以下のリストにある「outline each instance」をすべて「trace every instance」に置き換えて更新してください。それ以外の部分は元のまま示してください。

• **演習用素材**
----

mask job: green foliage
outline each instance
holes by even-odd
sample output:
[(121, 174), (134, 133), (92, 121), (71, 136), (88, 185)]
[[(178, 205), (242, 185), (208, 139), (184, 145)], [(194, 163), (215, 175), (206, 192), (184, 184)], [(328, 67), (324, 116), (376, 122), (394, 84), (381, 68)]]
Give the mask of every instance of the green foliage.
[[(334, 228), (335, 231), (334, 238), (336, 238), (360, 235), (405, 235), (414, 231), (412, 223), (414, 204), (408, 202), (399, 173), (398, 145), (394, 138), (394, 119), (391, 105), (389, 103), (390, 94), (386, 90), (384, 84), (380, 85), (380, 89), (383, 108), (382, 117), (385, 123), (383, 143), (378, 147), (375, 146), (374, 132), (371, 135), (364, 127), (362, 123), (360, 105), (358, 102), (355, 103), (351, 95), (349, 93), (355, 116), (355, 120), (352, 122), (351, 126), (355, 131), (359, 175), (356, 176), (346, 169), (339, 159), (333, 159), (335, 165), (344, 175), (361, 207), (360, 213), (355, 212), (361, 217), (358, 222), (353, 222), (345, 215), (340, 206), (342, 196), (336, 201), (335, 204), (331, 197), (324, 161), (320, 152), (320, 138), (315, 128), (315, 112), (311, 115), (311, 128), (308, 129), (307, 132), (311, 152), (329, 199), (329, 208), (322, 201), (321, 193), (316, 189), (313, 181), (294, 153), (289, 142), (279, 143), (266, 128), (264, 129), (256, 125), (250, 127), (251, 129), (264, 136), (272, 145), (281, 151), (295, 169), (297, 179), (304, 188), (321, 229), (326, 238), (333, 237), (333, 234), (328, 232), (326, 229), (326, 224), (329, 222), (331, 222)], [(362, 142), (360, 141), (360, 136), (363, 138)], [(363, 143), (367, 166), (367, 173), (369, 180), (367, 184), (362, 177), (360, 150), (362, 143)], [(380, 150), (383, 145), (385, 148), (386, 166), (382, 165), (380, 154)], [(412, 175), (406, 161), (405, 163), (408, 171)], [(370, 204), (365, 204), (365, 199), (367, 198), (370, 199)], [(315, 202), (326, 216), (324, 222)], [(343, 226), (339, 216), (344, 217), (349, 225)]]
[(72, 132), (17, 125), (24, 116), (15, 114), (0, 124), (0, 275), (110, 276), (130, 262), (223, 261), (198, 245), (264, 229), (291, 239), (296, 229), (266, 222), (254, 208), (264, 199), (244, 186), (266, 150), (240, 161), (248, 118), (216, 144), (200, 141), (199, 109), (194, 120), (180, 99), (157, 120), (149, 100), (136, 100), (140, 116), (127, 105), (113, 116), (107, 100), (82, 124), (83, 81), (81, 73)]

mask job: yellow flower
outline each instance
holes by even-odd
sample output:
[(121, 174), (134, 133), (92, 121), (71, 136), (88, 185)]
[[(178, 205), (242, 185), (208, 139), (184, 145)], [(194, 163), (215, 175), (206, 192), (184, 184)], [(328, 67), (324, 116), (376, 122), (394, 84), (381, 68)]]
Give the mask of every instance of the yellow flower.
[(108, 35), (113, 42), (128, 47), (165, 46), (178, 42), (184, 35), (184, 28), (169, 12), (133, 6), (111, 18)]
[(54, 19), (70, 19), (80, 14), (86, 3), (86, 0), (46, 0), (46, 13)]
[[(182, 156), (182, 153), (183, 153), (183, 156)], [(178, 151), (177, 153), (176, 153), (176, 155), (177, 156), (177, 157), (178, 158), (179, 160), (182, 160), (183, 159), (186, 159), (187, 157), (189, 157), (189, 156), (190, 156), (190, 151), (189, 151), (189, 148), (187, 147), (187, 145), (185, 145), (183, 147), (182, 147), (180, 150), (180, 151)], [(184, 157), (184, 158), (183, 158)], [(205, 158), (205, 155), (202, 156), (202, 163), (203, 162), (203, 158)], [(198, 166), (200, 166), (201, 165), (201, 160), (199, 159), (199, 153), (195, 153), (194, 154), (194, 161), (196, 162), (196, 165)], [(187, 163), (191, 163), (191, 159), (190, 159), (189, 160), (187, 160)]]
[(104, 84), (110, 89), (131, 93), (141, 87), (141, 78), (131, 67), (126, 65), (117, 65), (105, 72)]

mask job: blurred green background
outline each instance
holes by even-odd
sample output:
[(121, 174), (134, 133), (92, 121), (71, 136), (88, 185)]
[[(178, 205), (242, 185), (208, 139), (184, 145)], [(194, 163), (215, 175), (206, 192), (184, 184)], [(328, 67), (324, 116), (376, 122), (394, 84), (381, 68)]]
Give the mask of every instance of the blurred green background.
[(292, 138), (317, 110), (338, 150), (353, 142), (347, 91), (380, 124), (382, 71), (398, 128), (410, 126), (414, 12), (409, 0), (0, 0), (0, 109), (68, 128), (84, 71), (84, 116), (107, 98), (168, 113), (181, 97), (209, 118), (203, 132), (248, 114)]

----

• **課題の出力**
mask job: green foliage
trace every instance
holes by even-odd
sample output:
[(121, 174), (134, 133), (92, 121), (71, 136), (88, 185)]
[[(178, 205), (242, 185), (208, 139), (184, 145)], [(194, 163), (215, 175), (206, 192), (184, 184)], [(328, 67), (324, 116), (376, 122), (394, 84), (381, 68)]]
Give the mask of every instance of the green foliage.
[[(334, 228), (335, 231), (334, 238), (336, 238), (360, 235), (405, 235), (414, 231), (412, 223), (414, 204), (408, 202), (399, 173), (398, 145), (394, 138), (394, 119), (391, 105), (389, 103), (390, 94), (386, 90), (384, 84), (380, 85), (380, 89), (383, 108), (382, 117), (385, 123), (383, 143), (378, 147), (375, 146), (374, 132), (371, 135), (364, 127), (362, 123), (360, 105), (358, 102), (355, 103), (351, 95), (349, 93), (355, 116), (355, 120), (352, 122), (351, 126), (355, 131), (359, 175), (356, 176), (346, 169), (339, 159), (333, 159), (335, 165), (344, 175), (361, 207), (360, 213), (355, 212), (361, 217), (358, 222), (353, 222), (345, 215), (340, 206), (342, 196), (336, 201), (335, 204), (331, 197), (324, 161), (320, 152), (320, 138), (315, 128), (315, 112), (311, 115), (311, 128), (308, 129), (307, 132), (311, 152), (329, 199), (329, 208), (322, 201), (321, 193), (316, 189), (313, 181), (294, 153), (289, 142), (279, 143), (266, 128), (264, 129), (256, 125), (250, 127), (251, 129), (264, 136), (272, 145), (281, 151), (295, 169), (297, 179), (304, 188), (321, 229), (326, 238), (333, 237), (333, 234), (328, 232), (326, 229), (326, 224), (329, 222), (331, 222)], [(362, 142), (360, 141), (360, 136), (363, 138)], [(363, 143), (367, 166), (367, 173), (369, 180), (367, 184), (362, 177), (360, 150), (362, 143)], [(380, 150), (383, 145), (385, 148), (386, 166), (382, 165), (380, 154)], [(412, 175), (406, 161), (405, 163), (408, 171)], [(370, 204), (365, 204), (365, 199), (367, 198), (370, 199)], [(315, 202), (326, 216), (324, 222)], [(343, 226), (339, 216), (344, 217), (349, 225)]]
[(72, 132), (17, 125), (24, 116), (15, 114), (0, 124), (0, 275), (110, 276), (130, 262), (223, 261), (198, 245), (264, 229), (291, 239), (296, 229), (266, 222), (254, 208), (264, 199), (244, 186), (266, 150), (240, 161), (248, 118), (216, 144), (200, 141), (199, 109), (194, 120), (180, 99), (157, 120), (149, 100), (136, 100), (140, 116), (127, 105), (113, 116), (107, 100), (82, 124), (83, 81), (81, 73)]

mask job: yellow flower
trace every instance
holes by even-odd
sample output:
[(121, 174), (134, 133), (92, 121), (71, 136), (88, 185)]
[[(178, 205), (242, 185), (208, 139), (184, 145)], [(194, 163), (215, 175), (206, 192), (184, 184)], [(328, 67), (324, 116), (376, 122), (394, 84), (381, 68)]]
Give the mask of every instance of the yellow flower.
[(108, 35), (113, 42), (128, 47), (165, 46), (178, 42), (184, 35), (184, 28), (169, 12), (133, 6), (111, 18)]
[(54, 19), (70, 19), (80, 14), (86, 3), (86, 0), (46, 0), (46, 13)]
[[(182, 156), (182, 153), (183, 153), (183, 156)], [(178, 151), (177, 153), (176, 153), (176, 155), (177, 156), (177, 157), (178, 158), (179, 160), (182, 160), (183, 159), (186, 159), (187, 157), (189, 157), (189, 156), (190, 156), (190, 151), (189, 151), (189, 148), (187, 147), (187, 145), (185, 145), (183, 147), (182, 147), (180, 150), (180, 151)], [(184, 157), (184, 158), (183, 158)], [(205, 158), (205, 155), (202, 156), (202, 163), (203, 162), (203, 158)], [(198, 166), (200, 166), (201, 165), (201, 160), (199, 159), (199, 153), (195, 153), (194, 154), (194, 161), (196, 162), (196, 165)], [(187, 163), (191, 163), (191, 159), (190, 159), (189, 160), (187, 160)]]
[(104, 84), (110, 89), (131, 93), (141, 87), (141, 78), (131, 67), (126, 65), (117, 65), (105, 72)]

mask job: blurred green background
trace every instance
holes by even-odd
sample output:
[(121, 174), (134, 133), (92, 121), (71, 136), (88, 185)]
[[(178, 205), (242, 185), (208, 139), (184, 145)], [(194, 163), (215, 175), (206, 192), (184, 184)], [(328, 67), (324, 116), (376, 122), (394, 84), (381, 68)]]
Give the mask of every instance of the blurred green background.
[(292, 138), (317, 110), (338, 150), (353, 142), (347, 91), (380, 124), (382, 71), (398, 128), (410, 126), (414, 12), (409, 0), (0, 0), (0, 109), (68, 128), (84, 71), (84, 116), (107, 98), (168, 113), (181, 97), (209, 118), (203, 132), (248, 114)]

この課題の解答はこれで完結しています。